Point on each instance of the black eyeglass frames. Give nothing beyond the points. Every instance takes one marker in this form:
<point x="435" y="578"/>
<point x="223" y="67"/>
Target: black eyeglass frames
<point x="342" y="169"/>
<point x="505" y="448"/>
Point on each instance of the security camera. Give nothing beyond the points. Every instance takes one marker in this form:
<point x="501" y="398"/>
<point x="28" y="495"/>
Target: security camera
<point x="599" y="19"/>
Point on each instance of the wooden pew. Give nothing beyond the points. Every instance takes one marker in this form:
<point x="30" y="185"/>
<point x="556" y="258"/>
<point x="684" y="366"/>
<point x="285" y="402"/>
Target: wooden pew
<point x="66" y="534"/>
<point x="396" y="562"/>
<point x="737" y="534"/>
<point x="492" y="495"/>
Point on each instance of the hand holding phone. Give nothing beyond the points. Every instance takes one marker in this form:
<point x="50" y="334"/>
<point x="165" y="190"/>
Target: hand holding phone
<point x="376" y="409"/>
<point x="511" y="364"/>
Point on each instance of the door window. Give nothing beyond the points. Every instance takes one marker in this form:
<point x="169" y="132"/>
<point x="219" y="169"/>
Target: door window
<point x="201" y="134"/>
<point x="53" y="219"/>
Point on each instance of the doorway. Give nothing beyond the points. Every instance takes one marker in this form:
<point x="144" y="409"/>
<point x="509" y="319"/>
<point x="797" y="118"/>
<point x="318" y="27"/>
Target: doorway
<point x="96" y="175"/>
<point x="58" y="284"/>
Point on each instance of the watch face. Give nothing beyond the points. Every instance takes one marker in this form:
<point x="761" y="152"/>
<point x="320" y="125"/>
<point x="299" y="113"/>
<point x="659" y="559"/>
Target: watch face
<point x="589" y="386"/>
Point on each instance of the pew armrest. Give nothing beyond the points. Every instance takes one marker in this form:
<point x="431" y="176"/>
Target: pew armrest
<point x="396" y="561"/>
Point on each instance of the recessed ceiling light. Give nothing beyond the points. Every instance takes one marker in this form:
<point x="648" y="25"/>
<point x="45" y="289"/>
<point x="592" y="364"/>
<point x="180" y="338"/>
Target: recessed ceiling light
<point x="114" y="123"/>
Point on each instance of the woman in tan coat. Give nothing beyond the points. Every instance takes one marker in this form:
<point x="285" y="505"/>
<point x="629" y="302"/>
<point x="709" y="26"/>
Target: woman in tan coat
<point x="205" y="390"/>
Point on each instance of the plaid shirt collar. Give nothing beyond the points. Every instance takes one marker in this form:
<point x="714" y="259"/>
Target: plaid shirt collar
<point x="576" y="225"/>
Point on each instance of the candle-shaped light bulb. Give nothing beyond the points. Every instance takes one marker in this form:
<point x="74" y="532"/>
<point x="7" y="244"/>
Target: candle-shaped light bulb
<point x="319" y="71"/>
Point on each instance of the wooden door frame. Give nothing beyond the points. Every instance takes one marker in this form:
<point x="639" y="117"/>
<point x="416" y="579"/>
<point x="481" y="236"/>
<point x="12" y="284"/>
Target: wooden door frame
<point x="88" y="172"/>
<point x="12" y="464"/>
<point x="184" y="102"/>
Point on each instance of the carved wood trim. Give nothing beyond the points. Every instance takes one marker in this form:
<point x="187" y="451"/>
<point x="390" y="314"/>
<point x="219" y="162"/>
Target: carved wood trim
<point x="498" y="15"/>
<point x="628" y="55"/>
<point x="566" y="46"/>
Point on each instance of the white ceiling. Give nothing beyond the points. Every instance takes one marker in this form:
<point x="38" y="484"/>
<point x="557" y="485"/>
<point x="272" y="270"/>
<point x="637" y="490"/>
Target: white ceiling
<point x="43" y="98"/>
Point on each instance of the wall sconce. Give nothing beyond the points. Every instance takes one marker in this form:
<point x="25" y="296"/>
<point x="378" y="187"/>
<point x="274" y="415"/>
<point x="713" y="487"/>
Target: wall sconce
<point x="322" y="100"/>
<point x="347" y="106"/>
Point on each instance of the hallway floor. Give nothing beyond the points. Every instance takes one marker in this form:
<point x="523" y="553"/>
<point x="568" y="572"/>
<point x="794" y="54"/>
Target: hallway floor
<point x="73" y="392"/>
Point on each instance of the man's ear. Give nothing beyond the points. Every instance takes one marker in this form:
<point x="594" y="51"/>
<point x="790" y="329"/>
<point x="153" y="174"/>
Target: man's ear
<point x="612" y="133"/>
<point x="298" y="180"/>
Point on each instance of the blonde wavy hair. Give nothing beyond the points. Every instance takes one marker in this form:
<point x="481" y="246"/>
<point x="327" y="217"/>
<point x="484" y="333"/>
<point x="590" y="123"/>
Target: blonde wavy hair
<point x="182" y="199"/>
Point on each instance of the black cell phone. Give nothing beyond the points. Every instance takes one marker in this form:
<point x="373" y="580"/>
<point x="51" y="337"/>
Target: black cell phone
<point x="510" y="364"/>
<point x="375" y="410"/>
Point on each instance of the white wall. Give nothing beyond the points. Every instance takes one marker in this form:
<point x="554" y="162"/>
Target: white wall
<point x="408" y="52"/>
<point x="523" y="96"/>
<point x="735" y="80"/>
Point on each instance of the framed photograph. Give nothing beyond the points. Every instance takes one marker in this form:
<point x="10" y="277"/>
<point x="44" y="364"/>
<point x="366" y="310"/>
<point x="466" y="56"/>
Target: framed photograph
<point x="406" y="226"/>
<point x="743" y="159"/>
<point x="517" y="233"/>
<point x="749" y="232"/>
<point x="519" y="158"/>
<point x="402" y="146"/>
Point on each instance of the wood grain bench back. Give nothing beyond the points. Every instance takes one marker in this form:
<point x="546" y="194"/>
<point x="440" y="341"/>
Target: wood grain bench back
---------------
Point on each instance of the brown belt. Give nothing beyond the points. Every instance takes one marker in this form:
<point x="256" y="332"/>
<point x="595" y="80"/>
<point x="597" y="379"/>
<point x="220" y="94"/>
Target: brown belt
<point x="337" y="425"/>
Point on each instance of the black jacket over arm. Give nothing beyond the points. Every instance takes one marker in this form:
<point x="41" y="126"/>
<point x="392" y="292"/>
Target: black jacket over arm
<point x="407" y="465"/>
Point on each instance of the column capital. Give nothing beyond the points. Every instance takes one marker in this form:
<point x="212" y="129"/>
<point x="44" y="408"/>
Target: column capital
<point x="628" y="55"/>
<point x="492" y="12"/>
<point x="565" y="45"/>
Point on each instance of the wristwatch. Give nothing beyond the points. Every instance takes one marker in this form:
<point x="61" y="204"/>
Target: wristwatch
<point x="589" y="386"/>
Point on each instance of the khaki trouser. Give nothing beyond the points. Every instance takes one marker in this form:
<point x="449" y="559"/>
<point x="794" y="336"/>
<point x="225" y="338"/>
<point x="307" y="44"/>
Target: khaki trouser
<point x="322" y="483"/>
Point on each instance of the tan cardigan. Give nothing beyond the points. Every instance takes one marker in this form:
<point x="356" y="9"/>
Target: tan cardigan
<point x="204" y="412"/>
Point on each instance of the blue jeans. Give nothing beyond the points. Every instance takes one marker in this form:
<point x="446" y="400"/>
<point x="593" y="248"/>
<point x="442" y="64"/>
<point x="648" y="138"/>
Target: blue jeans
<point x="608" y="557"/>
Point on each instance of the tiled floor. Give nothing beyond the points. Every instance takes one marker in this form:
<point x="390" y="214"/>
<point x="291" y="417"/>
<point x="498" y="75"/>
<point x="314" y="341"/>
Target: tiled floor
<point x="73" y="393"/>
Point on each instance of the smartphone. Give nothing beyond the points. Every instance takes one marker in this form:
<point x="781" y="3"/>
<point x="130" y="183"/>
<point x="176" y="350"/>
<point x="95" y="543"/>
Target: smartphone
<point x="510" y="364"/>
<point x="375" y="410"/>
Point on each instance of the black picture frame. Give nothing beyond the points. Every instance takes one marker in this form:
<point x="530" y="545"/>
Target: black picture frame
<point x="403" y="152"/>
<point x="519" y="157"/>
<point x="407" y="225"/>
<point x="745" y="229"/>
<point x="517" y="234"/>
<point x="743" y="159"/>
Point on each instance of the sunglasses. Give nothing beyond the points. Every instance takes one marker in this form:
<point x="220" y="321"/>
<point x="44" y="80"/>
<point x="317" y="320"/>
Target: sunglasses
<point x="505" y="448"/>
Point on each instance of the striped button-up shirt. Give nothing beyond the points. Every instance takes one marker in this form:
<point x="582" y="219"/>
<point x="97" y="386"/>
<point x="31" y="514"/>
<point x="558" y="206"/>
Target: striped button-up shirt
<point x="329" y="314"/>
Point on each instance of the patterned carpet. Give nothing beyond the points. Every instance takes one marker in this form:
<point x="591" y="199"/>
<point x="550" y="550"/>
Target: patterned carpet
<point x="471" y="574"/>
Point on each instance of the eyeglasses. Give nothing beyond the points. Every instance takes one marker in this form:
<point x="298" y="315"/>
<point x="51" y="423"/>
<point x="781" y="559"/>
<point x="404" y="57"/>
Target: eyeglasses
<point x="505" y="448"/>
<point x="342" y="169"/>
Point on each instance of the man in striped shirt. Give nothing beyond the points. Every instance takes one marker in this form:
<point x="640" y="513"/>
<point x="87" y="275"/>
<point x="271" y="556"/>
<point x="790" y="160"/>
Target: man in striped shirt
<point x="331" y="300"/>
---------------
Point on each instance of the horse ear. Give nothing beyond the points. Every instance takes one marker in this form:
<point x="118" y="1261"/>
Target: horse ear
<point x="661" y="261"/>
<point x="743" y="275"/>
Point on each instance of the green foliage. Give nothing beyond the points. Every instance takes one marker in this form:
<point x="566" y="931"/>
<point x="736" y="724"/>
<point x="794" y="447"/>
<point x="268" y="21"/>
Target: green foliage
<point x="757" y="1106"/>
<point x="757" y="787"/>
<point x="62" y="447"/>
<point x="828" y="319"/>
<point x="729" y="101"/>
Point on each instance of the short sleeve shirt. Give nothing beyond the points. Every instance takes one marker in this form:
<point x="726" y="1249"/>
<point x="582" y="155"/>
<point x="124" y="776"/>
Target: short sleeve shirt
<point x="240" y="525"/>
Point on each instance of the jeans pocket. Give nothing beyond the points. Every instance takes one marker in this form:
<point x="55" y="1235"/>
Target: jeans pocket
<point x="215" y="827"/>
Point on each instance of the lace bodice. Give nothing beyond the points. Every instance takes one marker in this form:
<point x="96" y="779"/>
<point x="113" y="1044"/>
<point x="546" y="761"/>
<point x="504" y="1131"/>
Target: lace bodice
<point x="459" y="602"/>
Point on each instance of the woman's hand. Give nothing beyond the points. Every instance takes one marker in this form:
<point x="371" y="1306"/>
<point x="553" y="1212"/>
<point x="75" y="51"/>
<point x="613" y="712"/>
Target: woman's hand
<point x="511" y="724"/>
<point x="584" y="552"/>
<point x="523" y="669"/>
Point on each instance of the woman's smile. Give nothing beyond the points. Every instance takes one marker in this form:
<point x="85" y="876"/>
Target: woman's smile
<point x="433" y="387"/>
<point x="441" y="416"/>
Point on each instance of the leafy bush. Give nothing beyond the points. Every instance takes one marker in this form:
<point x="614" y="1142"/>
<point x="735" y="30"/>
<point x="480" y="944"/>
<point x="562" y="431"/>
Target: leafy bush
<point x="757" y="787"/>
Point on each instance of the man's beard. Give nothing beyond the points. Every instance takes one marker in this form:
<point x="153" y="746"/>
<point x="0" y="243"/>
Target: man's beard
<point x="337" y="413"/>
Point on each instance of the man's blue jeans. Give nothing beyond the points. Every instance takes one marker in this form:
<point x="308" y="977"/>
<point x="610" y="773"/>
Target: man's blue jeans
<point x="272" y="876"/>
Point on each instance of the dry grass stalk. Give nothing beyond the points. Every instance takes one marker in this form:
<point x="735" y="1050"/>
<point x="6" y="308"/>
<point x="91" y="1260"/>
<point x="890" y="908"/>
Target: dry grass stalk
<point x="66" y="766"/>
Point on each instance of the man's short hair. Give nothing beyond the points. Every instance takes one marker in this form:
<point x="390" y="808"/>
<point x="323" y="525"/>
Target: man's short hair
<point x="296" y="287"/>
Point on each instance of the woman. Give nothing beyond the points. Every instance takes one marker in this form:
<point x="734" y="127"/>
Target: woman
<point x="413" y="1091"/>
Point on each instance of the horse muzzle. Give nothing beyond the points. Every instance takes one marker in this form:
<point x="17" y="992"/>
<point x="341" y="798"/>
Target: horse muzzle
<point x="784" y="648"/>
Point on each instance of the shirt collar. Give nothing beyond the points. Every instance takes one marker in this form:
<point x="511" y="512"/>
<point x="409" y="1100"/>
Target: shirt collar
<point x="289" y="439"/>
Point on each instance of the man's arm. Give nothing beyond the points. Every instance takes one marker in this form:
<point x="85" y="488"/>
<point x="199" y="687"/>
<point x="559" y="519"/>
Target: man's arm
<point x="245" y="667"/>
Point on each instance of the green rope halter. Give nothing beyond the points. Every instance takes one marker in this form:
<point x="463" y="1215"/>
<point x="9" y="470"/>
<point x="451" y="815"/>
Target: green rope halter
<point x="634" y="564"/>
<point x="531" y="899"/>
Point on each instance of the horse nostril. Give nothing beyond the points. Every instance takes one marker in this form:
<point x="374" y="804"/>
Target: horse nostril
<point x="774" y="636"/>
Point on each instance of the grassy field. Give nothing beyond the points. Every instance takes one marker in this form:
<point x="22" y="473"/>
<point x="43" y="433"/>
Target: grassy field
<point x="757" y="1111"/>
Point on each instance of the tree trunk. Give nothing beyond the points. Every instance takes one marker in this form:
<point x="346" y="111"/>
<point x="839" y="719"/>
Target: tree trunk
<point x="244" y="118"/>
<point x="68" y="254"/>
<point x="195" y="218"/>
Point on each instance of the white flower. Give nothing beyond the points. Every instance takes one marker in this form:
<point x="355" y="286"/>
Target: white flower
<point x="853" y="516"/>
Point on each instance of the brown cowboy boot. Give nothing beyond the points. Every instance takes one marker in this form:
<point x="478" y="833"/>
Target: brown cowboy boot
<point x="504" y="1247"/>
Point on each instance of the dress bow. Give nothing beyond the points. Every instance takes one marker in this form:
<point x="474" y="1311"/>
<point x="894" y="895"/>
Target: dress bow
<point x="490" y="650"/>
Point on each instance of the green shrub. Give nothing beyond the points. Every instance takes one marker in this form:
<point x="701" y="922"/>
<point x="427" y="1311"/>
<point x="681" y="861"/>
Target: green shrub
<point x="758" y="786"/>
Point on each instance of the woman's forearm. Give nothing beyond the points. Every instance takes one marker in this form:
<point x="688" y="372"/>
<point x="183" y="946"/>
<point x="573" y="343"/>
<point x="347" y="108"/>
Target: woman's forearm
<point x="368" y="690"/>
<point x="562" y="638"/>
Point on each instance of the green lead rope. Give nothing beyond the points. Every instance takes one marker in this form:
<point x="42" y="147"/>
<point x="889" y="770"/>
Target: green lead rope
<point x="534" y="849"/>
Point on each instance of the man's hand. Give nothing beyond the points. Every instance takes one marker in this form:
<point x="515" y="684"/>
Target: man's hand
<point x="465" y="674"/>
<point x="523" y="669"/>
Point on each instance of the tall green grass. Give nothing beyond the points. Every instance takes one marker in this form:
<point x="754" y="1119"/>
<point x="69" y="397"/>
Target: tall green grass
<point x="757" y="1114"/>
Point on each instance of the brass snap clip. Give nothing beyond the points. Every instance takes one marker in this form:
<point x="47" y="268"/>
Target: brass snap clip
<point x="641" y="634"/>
---------------
- [STATED GOAL] Return every line of the records that contains the string "light", and treat case as significant.

- [EXERCISE SOLUTION]
Point on each instance of the recessed ceiling light. Give nothing beyond the points. Every instance takes one marker in this form:
Target: recessed ceiling light
Point on each instance of the candle-shaped light bulb. Give nothing beyond the points. Every instance takes one marker in this form:
Target: candle-shaped light bulb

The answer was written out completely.